We found that under real circumstances the use of non-contact sensors is highly beneficial in two ways. Firstly, it provides the continuous monitoring of the vital parameters of the patient during the HD session. It can help the physician or the care provider to take a decision in providing better care and comfort to the patients. Secondly, this data can be used for analyses and the prediction of any clinical emergency. It could predict event occurrences based on the increased heart rate and respiration rate during HD. Although it would be early to say that the proposed supervised ML-based predictive model could be used in real life, on the basis of the obtained results we suggest that more such studies are conducted using non-contact sensors in clinical settings. These proposed studies could validate the findings of this study and further be useful in the development of a more robust predictive application to predict clinical events in advance.

5. Limitations of This Study

We had certain limitations in this study in terms of the clinical variables available for analysis. We had only three critical parameters in our dataset to build our model, i.e., heart rate, respiration rate, and HRV parameters. The inclusion of other vital parameters like blood pressure and patient’s medical history could add more weight to such predictive modeling approaches. One of the major issues observed in HD is the sudden death of patients, including various other events like ER visits or inpatient stays due to cardiovascular problems, infection, renal problems, etc. During this study, six people suffered sudden death. It was one of our objectives to develop a multi-class prediction model that is able to predict chances of different events occurring in advance. We had details of the medical issues reported during the clinical event in the form of International Classification of Diseases (ICD) codes, but the number of cases reported was very low. Therefore, in this study we limited our analysis to a binary classification model instead of building a multi-class classification model.

Natural-language descriptions of regions:
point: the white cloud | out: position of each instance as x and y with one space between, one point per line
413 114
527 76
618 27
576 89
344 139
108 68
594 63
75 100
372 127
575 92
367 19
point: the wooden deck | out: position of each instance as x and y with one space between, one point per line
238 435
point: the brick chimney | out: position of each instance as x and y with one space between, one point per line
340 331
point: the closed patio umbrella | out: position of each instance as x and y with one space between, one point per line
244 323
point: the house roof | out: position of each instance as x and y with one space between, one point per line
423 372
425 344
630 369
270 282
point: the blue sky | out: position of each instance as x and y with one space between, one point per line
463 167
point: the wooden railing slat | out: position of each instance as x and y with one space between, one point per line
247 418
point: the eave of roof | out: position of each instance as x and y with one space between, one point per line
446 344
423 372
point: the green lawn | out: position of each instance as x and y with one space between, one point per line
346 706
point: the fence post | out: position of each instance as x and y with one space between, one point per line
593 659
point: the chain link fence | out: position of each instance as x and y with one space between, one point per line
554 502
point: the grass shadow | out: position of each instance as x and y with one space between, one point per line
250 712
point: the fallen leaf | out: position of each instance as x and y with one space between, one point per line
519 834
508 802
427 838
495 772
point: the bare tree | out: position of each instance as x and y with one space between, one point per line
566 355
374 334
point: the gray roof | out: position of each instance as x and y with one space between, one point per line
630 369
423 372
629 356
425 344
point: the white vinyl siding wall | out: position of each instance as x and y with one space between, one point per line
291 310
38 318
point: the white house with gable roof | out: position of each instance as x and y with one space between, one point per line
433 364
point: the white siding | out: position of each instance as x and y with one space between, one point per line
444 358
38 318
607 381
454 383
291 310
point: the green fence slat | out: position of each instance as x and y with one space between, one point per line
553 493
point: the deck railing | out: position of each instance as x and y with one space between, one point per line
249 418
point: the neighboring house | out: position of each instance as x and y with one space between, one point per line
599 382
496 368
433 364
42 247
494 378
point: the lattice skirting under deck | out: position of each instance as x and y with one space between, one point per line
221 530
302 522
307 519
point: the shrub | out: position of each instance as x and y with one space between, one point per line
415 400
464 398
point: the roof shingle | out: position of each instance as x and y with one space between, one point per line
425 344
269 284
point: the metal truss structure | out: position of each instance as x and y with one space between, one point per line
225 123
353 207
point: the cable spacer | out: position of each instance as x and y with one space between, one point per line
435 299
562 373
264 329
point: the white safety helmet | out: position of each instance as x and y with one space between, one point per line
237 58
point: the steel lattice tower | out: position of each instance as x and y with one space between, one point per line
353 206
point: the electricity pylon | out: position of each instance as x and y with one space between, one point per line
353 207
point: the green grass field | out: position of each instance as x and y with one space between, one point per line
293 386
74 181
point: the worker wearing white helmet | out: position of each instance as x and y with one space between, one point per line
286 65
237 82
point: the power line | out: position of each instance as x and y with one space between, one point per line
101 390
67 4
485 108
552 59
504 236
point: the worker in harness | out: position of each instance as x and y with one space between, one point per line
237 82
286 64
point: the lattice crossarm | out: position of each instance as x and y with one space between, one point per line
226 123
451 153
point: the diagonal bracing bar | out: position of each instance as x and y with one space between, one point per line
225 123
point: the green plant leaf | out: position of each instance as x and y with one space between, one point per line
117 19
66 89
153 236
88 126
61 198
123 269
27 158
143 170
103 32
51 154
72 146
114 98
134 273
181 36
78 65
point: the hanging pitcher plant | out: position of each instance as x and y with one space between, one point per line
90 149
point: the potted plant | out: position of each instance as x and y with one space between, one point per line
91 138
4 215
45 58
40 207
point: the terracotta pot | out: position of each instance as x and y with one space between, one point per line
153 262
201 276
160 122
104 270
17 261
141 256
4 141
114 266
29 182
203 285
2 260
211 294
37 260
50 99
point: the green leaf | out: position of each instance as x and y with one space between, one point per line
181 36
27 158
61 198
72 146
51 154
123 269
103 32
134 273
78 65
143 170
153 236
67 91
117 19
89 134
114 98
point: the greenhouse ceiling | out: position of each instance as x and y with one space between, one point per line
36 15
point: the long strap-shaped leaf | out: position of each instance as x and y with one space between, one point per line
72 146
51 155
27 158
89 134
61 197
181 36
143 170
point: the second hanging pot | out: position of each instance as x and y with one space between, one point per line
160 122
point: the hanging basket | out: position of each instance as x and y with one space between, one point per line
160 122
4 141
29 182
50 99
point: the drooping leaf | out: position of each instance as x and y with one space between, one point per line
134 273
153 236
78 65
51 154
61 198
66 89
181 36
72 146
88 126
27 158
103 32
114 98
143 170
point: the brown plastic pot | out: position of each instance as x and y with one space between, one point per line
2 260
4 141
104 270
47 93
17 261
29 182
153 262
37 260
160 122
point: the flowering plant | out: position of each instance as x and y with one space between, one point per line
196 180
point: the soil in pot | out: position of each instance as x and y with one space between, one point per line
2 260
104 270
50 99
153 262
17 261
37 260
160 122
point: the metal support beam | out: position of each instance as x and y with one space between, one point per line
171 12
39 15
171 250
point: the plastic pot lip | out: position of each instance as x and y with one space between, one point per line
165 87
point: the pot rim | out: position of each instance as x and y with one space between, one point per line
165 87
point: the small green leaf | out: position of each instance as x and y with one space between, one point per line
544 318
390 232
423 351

## Problem 1
In the excerpt on non-contact sensors in hemodialysis, which three parameters did the dataset provide for building the model?
## Problem 2
Continue the excerpt on non-contact sensors in hemodialysis after its final sentence.

## Task output 1
Heart rate, respiration rate, and HRV parameters.

## Task output 2
6. Conclusions

The initial findings and the performance of the predictive model developed using this data are highly encouraging. It is also a novel application for non-contact sensors in clinical settings, especially for HD patients. The authors found very few studies that used AI for the prediction of events in liver transplant patients, but could not find any study using AI on sensor data to predict clinical events in HD patients. On the basis of our findings, we recommend further studies using non-contact sensors to monitor the vital parameters of chronic kidney disease (CKD) patients during HD. This can be utilized to predict the possibility of medical problems in HD patients in advance. In addition, as a part of future work, we are further interested in analyzing this data more specifically using the available ICD code information reported during clinical events. This will enable us to identify whether there is any difference in the recordings when the event is reported as compared to when it is not reported. Furthermore, a patient might have reported several issues during the reporting of clinical events. It will be intriguing to learn whether there is any association between the different types of medical issues reported by the patients and the trends between different patients as far as the association of different medical issues are concerned. We also plan to check the importance of each feature variable used in the ML models. It will be intriguing to learn which feature variable has greater impact on the efficiency of the developed predictive ML models.